WHAT TO PRODUCE =
Copy out every line of the items below word for word, without the pictures.

(Location annotation dataset excerpts)
━━━━━━━━━━

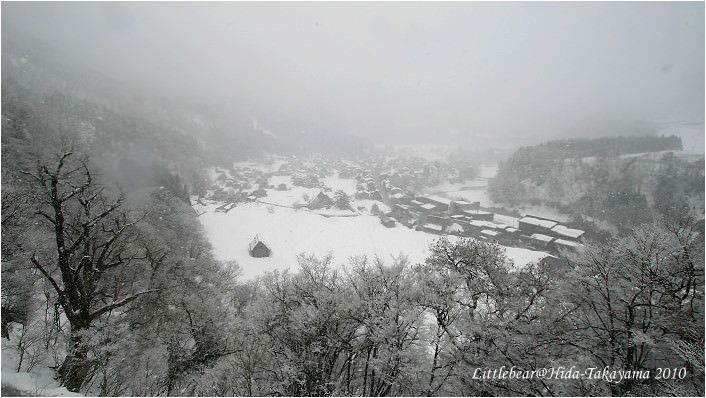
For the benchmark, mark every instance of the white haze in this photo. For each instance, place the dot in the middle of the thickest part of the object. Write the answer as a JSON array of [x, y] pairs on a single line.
[[472, 73]]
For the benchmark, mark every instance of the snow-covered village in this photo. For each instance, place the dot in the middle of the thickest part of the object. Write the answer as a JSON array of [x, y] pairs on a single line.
[[352, 199], [352, 208]]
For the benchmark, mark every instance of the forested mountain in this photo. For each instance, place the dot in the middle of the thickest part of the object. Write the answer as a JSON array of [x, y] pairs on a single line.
[[107, 276], [625, 181], [56, 99]]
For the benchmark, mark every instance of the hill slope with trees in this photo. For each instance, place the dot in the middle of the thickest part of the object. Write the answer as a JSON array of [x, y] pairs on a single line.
[[625, 180]]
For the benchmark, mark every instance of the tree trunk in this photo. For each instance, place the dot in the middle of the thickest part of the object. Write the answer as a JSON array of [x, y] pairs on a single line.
[[76, 367]]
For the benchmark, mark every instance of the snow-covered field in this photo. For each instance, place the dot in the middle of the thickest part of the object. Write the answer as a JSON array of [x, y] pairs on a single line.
[[289, 232]]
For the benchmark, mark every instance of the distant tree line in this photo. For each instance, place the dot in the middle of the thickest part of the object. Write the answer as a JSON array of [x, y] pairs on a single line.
[[622, 190]]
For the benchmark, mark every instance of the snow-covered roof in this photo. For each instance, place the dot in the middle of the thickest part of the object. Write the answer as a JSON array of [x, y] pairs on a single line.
[[455, 228], [542, 237], [434, 227], [566, 231], [482, 224], [566, 243], [440, 199], [477, 212], [537, 222]]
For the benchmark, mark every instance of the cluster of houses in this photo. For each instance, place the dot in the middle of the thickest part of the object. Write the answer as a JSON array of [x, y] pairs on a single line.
[[455, 217], [383, 181], [240, 184]]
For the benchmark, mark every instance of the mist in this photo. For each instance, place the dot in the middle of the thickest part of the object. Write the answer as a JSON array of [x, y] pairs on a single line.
[[479, 74]]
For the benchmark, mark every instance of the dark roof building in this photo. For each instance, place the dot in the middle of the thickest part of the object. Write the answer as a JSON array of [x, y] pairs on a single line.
[[258, 248]]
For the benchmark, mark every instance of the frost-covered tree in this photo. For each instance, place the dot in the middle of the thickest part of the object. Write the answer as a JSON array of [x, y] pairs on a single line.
[[93, 253]]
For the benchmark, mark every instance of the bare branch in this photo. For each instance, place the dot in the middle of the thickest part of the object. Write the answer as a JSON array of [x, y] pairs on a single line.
[[120, 303]]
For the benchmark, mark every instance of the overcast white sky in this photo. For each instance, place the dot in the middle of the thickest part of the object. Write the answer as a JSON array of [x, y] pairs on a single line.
[[399, 71]]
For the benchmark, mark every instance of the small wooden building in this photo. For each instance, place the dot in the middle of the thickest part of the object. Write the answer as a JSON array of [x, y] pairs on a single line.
[[258, 248]]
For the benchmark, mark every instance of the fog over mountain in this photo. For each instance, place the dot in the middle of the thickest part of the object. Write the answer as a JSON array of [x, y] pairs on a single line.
[[475, 73]]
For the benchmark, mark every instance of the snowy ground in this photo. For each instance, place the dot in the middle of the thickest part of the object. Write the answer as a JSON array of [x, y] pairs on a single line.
[[290, 232], [37, 383]]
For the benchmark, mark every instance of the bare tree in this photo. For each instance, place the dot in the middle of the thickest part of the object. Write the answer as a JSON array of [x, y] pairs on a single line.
[[94, 249]]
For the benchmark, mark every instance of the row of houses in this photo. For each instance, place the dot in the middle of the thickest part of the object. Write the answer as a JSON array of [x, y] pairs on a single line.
[[455, 217]]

━━━━━━━━━━

RIGHT ANSWER =
For the benchmark, mark every instance of the white haze in this photo. For each instance, place the dot in the middle of the thickest part of the object. Write the answer as a JSON array of [x, y] pairs on a single line.
[[472, 73]]
For the benchmark, mark every instance of the snow-covered village in this photo. For each instance, place the dot in the middle of the thickest part of the object. Write the answer as a JSON array of [x, y] pairs on a single line.
[[352, 199], [352, 208]]
For the benchmark, mark every instance of the forested mountain in this photo. For each instance, place the dot in the middle of the thickest part of the object. Write the answer as a JSON array of [x, y] pairs on a single line.
[[107, 276], [625, 181], [56, 99]]
For the benchmark, mark every instance of the hill slope with trees in this photo. For each instance, place the dot in the middle of the thickest part of the object. Write the answer as a JSON array of [x, y] pairs on a single line.
[[625, 180]]
For the benchmark, mark every instance of the tree trunk in this photo. For each instance, place the dot in the middle of the thickest part of the object. Write the answer as a JSON array of [x, y] pairs on a single line.
[[76, 367]]
For the benchmark, mark every instance of the snow-covered field in this photo. For each instance, place the dot in the middle of the thickest part of the object. Write the answer as a JSON array of [x, y] pairs on a single line.
[[289, 232]]
For the benchmark, mark every instance of the distant tree line in this photo. For each instance, place the dot in the middle of the thickest part of the object. Write the answer as a JSON array of [x, y] pairs on a single line.
[[622, 190]]
For the benchmark, mark every instance of the snow-covered roof in this photo. For each instance, place the dot in the middle of the thickest part of the object. Write the answer as a JSON array of [x, y] pairs on a single line.
[[455, 228], [542, 237], [434, 227], [566, 231], [482, 224], [566, 243], [440, 199], [477, 212], [537, 222]]
For the benchmark, mark every instance of the cluster of houses in this photo. For each instance, place the dot in the middle of the thickest part of the object. Write the answer as a JSON array of [x, y] pairs on a single line.
[[455, 217], [383, 181], [240, 184]]
For the benchmark, mark every instance of the mist in this photo. For each instance, place the dot in the middle of the thickest part of the object. Write the answer as a JSON array of [x, y] pairs on a single line.
[[479, 74]]
For the benchmark, mark every instance of the dark roof building in this photo. For each instance, place the dot in the middle of the thickest part of the object. Write the answer as a JSON array of [x, y] pairs on a single line.
[[258, 248]]
For the benchmark, mark every instance of the frost-covered tree in this photo. For each instance, place the dot in the middle of the thickest part of the object. Write the answer as a JSON array of [x, y] pairs on a single line.
[[93, 253]]
For the benchmark, mark every instance of the bare branch in this photo. For each instance, place the dot in the middle of the thickest part of the object. Write the answer as a JSON array of [x, y] pairs on a single line.
[[120, 303]]
For the benchmark, mark every instance of the overcast white sky in this photo. For each instance, place the dot in the middle of the thickest part of the object. Write the answer as a JSON array of [x, y] pairs on a single line.
[[399, 71]]
For the benchmark, mark every instance of the small wooden building in this photo. For each instance, place the dot in the middle of the thickest part of the object. Write the answer as a JSON array of [x, y] pairs on a single line.
[[258, 248]]
For the benchmark, mark every instance of the fog over mountain in this photo. For each instance, place the dot in the middle of the thickest part of the object. Write the answer as a JSON array of [x, y] pairs on a single line.
[[475, 73]]
For the benchmark, mark every instance of the snowy ground in this photo. For each instance, place the dot in the middle of the thickest part of the object. Write the answer as a JSON array of [x, y] pairs on a single line.
[[290, 232], [37, 383]]
For the benchmark, mark every instance of the bare tree in this photo. For each instance, place the dot in the middle of the thickest part of the object. Write the answer as a JSON array of [x, y] pairs on a single line.
[[94, 249]]
For the benchmark, mark every instance of the row of houses in this photo. For each instance, place the dot in the middle of the thickest part of the object. Write the answer as a JSON array of [x, y] pairs on a single line.
[[455, 217]]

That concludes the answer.